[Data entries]
◇ ◇ ◇

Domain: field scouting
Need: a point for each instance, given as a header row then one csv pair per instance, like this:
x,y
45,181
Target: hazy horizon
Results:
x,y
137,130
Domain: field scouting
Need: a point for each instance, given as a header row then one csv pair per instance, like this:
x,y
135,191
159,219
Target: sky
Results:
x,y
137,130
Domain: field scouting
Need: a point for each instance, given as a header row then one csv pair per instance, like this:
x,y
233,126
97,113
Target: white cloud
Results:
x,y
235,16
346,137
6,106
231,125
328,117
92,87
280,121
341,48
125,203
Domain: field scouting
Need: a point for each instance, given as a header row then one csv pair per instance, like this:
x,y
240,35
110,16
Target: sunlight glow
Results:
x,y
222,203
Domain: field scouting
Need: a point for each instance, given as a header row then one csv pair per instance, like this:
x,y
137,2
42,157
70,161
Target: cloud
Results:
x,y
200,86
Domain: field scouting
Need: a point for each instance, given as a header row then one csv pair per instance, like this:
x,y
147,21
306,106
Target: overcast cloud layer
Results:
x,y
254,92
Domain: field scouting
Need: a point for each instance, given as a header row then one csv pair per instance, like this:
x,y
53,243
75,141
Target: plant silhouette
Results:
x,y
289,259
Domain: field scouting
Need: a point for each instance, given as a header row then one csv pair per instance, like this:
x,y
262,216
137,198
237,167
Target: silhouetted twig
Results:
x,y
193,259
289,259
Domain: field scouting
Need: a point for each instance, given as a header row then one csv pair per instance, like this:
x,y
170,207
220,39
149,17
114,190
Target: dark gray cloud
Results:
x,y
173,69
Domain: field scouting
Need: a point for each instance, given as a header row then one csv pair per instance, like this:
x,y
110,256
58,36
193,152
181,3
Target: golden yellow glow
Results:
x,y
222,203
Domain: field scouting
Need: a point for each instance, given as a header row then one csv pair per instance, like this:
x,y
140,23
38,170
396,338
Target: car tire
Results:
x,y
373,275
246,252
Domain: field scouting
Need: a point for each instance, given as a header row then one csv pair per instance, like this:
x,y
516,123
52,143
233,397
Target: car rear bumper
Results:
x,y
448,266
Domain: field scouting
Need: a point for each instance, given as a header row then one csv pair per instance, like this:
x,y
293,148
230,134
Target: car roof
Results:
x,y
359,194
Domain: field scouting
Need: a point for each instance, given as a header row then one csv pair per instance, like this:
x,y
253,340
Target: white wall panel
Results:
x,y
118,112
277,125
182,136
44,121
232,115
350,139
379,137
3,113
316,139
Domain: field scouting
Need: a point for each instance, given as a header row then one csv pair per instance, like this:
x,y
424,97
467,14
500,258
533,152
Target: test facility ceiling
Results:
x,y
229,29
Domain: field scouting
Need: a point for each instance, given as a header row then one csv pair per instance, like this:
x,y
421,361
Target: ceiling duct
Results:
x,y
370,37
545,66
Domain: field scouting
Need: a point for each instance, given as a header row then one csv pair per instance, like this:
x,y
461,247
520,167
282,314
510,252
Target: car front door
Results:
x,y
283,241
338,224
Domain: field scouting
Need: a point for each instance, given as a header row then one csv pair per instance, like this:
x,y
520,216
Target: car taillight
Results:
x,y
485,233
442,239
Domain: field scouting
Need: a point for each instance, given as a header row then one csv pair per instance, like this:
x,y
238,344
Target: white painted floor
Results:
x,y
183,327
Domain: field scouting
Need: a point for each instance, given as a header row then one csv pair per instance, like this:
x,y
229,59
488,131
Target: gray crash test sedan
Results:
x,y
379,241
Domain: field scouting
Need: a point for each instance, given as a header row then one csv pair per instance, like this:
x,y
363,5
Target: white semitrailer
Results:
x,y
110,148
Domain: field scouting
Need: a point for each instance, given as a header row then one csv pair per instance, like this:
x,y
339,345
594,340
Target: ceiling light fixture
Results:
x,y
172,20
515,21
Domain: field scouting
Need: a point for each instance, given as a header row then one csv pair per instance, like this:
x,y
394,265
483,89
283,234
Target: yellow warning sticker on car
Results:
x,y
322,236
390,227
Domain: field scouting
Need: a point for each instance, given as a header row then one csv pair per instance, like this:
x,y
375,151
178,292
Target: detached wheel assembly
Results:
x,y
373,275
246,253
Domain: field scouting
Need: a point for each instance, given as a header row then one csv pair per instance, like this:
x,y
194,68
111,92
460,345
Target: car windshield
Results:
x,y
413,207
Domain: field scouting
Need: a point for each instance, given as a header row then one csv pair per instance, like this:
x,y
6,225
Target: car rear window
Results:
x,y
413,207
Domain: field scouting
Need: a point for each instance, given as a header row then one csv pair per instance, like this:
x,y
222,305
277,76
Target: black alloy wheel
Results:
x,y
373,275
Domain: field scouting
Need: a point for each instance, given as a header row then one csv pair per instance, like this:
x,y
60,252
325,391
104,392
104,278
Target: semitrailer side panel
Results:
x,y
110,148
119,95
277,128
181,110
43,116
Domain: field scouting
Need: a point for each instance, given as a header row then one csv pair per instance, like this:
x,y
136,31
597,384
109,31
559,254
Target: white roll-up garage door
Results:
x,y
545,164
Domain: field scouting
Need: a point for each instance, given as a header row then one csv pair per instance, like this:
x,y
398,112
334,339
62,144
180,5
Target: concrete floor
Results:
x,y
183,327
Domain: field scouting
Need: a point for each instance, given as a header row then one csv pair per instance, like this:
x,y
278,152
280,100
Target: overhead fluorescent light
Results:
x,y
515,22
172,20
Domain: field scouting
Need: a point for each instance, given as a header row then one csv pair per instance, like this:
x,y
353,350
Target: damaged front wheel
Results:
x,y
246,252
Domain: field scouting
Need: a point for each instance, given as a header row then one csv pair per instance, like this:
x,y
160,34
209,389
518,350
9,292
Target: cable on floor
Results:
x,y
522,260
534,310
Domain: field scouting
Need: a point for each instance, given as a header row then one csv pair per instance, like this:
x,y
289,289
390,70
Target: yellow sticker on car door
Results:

◇ ◇ ◇

[WHAT TO WORK ON] Which lines of the records above contain the word "ceiling"? Show each of them.

[THE COMPLETED TASK]
Target: test facility ceiling
Target: ceiling duct
Target: ceiling light fixture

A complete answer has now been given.